Stated exercise. Count the lines in the items below that contain the string "docs", treating uppercase and lowercase as different. Reply with the number only.

BEGIN Material for this exercise

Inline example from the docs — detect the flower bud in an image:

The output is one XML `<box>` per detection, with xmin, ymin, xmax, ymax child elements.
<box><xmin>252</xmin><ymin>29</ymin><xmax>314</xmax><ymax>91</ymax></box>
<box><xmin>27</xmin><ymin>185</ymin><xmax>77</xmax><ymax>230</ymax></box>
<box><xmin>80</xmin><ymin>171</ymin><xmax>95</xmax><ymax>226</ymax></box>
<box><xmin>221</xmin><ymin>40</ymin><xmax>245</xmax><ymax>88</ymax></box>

END Material for this exercise
BEGIN Material for this exercise

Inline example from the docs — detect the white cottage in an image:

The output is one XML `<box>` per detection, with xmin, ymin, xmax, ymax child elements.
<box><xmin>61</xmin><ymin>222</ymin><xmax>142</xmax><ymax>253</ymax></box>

END Material for this exercise

Response to the task. 2